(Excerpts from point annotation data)
────

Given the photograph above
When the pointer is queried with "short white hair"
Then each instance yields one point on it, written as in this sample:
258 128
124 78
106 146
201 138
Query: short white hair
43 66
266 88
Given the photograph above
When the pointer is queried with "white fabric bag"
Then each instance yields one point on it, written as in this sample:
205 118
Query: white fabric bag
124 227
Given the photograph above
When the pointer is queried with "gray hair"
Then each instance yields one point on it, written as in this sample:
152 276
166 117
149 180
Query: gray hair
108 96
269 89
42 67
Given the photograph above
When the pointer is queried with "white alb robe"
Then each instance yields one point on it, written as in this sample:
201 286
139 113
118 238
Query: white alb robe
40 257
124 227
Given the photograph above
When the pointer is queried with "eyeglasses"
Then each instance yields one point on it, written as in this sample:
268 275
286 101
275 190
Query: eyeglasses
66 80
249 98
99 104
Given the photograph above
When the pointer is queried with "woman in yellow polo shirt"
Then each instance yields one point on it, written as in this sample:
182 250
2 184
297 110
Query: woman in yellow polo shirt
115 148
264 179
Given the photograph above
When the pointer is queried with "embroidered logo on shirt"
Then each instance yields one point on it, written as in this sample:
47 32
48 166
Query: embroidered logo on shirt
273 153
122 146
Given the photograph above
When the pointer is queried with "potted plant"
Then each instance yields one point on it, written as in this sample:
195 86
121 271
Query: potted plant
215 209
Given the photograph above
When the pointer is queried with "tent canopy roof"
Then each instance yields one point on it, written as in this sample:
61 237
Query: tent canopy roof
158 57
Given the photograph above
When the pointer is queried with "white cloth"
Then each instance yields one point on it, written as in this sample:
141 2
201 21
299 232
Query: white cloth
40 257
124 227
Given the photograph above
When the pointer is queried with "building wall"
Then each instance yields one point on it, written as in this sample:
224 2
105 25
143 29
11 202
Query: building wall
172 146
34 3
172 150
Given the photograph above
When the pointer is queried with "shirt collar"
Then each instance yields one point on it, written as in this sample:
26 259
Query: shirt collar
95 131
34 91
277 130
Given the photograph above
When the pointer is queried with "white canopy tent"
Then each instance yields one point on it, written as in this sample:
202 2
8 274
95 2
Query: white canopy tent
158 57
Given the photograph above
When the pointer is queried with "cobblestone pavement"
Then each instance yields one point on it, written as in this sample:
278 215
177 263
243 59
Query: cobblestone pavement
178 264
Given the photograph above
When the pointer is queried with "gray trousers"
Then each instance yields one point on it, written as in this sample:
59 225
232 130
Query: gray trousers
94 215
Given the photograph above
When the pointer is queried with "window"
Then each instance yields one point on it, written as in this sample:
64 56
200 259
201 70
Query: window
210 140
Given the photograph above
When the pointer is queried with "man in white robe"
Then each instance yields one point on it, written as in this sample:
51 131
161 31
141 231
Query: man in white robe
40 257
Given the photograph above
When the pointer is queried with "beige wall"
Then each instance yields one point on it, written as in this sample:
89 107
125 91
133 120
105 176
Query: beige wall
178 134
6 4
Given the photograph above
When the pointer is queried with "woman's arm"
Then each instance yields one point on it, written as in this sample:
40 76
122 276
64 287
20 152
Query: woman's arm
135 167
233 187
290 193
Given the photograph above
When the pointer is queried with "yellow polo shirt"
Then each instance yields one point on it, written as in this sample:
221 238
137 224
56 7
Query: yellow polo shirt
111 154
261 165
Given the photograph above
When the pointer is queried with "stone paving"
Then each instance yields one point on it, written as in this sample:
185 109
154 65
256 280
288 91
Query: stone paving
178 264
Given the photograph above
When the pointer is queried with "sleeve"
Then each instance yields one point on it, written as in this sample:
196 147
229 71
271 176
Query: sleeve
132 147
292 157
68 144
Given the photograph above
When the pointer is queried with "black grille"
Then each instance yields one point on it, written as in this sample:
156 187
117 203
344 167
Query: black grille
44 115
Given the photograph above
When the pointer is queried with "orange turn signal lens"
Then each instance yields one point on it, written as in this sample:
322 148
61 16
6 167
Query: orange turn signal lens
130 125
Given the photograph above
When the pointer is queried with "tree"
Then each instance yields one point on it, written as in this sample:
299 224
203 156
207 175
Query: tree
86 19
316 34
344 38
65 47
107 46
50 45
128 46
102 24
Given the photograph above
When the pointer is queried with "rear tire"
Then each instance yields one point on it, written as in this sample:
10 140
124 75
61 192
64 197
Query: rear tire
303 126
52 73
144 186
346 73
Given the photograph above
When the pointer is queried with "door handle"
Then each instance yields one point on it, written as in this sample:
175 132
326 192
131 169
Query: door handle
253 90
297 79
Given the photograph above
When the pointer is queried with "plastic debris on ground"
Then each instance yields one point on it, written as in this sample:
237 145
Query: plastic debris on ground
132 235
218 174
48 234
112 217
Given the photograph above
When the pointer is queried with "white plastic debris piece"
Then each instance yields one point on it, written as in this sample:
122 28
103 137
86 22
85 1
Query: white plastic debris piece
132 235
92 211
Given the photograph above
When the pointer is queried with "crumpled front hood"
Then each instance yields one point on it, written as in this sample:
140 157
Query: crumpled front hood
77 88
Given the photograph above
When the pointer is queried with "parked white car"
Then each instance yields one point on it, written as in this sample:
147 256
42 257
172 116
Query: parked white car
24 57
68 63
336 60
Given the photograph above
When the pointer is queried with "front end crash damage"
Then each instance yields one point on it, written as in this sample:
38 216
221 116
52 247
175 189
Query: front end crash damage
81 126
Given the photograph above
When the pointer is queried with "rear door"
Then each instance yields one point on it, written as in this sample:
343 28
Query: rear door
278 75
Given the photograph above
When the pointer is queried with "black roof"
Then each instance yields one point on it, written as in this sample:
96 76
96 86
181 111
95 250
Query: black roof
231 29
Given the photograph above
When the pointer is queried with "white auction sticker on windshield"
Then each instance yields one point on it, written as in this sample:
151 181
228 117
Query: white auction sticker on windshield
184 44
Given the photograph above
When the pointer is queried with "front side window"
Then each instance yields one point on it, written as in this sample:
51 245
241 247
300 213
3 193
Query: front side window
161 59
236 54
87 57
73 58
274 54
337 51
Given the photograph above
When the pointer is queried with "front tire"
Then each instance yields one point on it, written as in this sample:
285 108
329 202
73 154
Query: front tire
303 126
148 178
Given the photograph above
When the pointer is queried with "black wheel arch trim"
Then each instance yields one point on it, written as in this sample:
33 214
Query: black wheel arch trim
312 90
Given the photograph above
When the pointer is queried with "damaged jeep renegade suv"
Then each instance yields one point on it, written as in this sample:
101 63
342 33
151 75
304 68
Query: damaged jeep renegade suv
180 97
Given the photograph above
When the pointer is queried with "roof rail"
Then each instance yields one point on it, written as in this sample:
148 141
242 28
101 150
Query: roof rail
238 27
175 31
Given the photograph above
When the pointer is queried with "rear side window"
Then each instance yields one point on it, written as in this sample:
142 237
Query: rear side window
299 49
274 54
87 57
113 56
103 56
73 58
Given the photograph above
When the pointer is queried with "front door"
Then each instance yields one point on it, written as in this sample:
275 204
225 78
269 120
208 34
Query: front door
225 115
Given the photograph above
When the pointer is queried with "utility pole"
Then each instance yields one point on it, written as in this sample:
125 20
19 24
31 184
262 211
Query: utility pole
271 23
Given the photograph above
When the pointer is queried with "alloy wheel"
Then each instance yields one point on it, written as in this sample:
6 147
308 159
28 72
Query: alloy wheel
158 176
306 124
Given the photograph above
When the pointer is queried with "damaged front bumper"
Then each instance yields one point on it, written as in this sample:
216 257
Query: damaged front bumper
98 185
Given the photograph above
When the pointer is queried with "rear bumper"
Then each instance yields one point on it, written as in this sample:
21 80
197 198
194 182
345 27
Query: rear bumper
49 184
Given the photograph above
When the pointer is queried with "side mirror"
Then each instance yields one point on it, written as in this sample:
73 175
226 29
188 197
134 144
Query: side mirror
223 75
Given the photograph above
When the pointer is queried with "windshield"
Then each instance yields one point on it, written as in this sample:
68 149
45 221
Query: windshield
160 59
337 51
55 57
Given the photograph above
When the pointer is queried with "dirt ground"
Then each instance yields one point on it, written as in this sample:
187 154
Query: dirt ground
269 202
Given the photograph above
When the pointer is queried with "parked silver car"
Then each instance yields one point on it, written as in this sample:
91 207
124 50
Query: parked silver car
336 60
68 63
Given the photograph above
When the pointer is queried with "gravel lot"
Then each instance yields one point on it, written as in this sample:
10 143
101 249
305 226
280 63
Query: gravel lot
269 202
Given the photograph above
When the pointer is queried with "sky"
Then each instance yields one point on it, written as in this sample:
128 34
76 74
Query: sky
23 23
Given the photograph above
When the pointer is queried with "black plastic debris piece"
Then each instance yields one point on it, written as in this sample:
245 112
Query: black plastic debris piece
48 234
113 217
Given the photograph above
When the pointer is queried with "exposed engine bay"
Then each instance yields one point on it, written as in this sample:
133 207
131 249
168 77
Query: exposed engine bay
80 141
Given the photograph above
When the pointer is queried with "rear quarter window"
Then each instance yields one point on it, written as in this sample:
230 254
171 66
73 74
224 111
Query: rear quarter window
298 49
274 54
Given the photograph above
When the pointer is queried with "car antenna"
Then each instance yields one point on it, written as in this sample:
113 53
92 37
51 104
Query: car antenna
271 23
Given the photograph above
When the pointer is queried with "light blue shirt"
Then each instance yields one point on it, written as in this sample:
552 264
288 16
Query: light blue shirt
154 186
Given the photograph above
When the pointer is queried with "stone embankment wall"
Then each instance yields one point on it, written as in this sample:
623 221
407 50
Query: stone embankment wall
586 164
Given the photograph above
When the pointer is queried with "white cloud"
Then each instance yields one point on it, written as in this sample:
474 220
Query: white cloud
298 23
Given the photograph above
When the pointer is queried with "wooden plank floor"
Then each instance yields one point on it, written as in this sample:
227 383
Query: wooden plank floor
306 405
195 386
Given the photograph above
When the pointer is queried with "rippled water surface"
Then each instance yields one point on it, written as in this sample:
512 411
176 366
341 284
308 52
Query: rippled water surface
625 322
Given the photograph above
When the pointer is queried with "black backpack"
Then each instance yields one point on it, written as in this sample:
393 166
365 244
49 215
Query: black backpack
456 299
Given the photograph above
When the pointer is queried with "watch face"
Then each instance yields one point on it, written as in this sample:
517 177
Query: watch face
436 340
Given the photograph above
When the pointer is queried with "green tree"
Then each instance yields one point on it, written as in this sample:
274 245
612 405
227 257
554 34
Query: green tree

────

» GOAL
Identify every line in the rows above that contains the string "wall", and copy each of those lines in full. Case counts.

» RESPONSE BELOW
When the pointer is queried with "building wall"
Query: building wall
When the pointer is queried with "beige wall"
Query: beige wall
When the pointer is queried with "stone embankment wall"
Query: stone embankment wall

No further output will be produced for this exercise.